* [Contour annotation records]
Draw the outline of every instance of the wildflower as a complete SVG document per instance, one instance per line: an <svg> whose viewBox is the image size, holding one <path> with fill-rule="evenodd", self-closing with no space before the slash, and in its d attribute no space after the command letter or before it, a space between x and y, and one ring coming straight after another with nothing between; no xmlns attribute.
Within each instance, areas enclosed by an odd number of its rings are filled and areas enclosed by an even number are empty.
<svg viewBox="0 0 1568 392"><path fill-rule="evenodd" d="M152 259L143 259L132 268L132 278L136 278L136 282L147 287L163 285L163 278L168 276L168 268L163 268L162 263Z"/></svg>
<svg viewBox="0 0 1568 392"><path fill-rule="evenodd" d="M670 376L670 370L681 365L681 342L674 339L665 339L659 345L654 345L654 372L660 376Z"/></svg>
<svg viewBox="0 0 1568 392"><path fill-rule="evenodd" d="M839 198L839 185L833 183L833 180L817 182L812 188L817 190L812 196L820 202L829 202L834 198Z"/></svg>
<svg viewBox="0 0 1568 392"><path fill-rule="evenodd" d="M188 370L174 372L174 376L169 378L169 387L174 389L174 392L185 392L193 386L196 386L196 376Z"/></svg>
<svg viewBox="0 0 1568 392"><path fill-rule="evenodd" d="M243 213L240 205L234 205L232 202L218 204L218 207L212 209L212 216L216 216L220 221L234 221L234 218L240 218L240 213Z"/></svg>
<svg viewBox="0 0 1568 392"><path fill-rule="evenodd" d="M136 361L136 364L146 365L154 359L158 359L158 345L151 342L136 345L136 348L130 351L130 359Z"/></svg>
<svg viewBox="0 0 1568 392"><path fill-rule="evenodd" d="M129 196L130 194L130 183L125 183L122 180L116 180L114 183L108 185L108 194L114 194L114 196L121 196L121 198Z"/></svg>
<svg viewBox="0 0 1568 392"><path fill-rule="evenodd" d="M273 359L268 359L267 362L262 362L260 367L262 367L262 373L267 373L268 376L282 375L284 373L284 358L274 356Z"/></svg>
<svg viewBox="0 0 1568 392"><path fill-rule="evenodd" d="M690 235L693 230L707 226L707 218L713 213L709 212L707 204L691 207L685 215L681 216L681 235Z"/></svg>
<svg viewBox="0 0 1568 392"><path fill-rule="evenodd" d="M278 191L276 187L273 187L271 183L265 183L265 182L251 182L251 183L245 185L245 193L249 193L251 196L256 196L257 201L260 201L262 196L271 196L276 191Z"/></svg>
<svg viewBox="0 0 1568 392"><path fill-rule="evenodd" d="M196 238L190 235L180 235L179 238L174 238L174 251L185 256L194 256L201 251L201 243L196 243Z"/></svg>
==
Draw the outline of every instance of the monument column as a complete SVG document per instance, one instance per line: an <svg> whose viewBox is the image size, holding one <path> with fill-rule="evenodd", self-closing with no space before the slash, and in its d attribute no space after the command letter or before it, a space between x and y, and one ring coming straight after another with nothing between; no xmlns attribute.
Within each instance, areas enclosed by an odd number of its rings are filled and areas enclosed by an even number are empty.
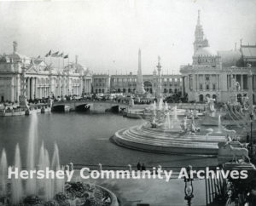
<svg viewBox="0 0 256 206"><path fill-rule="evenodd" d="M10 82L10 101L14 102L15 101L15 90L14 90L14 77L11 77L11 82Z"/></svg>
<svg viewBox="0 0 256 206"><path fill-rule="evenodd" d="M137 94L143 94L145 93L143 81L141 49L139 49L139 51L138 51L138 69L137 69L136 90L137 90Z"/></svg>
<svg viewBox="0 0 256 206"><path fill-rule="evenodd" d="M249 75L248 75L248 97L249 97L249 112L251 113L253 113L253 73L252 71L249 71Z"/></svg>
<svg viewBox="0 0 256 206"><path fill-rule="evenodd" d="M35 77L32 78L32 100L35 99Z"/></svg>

* [Task to carry out] Rewrite the lines beginning with the one containing "Draw the outline of every instance of the wildflower" and continuing through the one containing "370L174 372L174 376L169", with "wildflower" replaced by "poppy" and nothing else changed.

* [Response to this exercise]
Draw the outline of every instance of the poppy as a complete SVG document per instance, one instance per line: an <svg> whose viewBox is the image size, holding one <path> with fill-rule="evenodd", self-closing with no space before the slash, and in its d attribute no space after the command letter or before it, a space between x and y, and one ring coming straight after another with nothing between; no xmlns attribute.
Within each instance, areas enclosed by an odd number of its rings are filled and areas enclosed by an even number are empty.
<svg viewBox="0 0 1568 392"><path fill-rule="evenodd" d="M152 259L143 259L132 268L132 278L136 278L136 282L147 287L163 285L163 278L168 276L168 268L163 268L162 263Z"/></svg>
<svg viewBox="0 0 1568 392"><path fill-rule="evenodd" d="M670 376L670 370L681 365L681 342L674 339L665 339L659 345L654 345L654 372L660 376Z"/></svg>
<svg viewBox="0 0 1568 392"><path fill-rule="evenodd" d="M839 198L839 185L833 183L833 180L817 182L812 188L817 190L812 196L820 202L829 202L834 198Z"/></svg>
<svg viewBox="0 0 1568 392"><path fill-rule="evenodd" d="M188 370L174 372L174 376L169 378L169 387L174 389L174 392L185 392L193 386L196 386L196 376Z"/></svg>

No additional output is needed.